(Source records)

··········

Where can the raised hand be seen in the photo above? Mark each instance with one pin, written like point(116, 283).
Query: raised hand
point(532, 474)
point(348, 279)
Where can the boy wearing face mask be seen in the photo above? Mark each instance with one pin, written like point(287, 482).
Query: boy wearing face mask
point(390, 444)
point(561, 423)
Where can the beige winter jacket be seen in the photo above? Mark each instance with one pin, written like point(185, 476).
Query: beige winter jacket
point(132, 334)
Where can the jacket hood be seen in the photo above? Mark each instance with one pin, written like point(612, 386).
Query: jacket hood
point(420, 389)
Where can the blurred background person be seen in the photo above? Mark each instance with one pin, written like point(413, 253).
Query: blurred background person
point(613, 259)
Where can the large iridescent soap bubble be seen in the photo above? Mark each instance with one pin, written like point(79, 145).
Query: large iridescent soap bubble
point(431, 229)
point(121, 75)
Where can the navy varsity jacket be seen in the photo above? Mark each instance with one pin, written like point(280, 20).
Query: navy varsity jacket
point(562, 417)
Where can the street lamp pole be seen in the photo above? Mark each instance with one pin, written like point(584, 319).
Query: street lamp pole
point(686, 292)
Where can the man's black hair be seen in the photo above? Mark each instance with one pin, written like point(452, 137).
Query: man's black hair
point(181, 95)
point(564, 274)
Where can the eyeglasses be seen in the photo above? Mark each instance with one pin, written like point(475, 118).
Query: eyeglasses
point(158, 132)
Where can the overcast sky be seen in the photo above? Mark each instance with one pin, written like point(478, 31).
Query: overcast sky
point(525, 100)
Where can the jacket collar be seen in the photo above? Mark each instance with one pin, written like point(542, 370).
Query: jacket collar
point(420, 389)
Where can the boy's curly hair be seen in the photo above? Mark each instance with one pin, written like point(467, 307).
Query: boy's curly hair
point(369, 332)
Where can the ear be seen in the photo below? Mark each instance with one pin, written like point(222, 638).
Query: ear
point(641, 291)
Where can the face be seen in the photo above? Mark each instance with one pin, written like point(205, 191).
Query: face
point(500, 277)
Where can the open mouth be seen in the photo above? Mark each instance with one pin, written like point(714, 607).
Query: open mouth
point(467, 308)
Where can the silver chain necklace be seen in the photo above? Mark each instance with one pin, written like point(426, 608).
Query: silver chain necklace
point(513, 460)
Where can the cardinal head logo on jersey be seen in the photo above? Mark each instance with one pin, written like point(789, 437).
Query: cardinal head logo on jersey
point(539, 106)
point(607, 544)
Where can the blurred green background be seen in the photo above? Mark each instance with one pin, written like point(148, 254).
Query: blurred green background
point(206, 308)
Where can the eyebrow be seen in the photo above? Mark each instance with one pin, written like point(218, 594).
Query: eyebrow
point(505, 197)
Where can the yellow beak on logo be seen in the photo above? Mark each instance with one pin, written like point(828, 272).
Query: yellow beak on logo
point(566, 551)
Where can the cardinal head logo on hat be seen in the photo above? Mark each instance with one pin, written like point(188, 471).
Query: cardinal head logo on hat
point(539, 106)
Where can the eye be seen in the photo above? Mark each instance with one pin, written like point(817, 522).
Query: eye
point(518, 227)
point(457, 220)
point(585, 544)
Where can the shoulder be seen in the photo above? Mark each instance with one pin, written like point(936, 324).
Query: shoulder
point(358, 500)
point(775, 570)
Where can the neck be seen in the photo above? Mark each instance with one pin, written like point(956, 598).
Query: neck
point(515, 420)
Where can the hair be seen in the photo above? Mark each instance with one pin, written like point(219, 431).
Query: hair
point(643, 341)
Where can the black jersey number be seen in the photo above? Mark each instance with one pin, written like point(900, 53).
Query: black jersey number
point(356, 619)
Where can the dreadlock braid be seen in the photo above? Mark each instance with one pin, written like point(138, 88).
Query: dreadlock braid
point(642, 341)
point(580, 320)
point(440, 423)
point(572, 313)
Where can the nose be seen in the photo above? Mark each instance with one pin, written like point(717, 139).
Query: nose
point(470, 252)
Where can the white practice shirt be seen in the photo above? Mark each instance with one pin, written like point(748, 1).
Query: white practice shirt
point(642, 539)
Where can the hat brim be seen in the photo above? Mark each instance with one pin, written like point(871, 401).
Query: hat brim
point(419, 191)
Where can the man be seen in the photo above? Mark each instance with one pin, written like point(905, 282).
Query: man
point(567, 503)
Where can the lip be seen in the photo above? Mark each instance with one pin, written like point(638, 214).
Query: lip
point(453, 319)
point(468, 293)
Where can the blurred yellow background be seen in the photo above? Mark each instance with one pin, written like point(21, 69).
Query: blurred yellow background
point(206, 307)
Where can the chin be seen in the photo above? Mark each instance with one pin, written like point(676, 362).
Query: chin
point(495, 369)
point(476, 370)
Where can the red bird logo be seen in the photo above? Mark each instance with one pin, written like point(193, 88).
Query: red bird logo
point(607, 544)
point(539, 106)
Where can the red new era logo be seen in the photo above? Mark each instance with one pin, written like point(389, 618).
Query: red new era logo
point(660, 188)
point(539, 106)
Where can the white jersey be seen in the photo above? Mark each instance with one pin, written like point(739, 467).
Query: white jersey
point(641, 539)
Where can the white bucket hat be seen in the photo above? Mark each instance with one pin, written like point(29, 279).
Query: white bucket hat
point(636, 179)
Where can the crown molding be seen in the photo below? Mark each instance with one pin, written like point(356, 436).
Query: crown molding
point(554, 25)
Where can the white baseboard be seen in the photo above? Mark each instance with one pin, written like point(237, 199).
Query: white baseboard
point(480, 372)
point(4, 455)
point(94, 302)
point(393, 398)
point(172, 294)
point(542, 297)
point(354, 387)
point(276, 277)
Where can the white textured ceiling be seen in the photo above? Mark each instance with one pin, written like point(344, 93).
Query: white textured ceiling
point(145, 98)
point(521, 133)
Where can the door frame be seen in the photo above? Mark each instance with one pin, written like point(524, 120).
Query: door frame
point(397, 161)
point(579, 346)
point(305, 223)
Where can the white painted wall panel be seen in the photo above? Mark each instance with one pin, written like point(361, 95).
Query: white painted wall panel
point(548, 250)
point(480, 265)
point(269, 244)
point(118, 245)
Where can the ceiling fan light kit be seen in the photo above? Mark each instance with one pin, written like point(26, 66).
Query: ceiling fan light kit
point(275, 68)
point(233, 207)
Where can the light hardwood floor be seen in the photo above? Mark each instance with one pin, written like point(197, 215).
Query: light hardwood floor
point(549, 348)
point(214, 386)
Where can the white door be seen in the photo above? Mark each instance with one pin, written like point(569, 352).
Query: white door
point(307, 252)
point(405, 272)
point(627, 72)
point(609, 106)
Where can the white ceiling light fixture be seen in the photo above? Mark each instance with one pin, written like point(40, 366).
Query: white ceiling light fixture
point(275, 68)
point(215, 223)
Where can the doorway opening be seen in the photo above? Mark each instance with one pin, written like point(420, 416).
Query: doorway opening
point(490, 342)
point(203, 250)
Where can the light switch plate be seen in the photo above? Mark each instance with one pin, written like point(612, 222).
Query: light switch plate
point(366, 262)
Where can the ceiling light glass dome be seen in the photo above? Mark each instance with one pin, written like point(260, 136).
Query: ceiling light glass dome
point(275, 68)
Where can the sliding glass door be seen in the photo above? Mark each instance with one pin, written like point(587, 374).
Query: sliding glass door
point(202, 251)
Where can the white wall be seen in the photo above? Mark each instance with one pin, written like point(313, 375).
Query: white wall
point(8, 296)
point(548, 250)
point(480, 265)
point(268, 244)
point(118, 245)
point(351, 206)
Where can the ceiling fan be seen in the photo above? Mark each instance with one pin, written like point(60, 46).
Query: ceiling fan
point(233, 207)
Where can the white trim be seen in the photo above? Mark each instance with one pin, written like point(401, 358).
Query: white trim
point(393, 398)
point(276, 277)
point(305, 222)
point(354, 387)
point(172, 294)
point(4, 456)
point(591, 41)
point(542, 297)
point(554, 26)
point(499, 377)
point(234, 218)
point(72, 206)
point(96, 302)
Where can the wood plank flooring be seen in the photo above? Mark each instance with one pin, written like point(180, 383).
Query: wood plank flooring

··········

▶ [GIVEN REQUEST] Please rewrite the records from the line with "Where can the man be" up to and including the line with "point(468, 293)", swapping "lip" for "mouth" and leaving everything else unchanged.

▶ [SOLVED EXERCISE]
Where can the man be seen in the photo above? Mark each instance with one pin, written like point(905, 282).
Query: man
point(567, 503)
Where can the mouth be seen in the photo above? Mark each instance with one pin, written like point(638, 214).
Query: mouth
point(453, 319)
point(468, 293)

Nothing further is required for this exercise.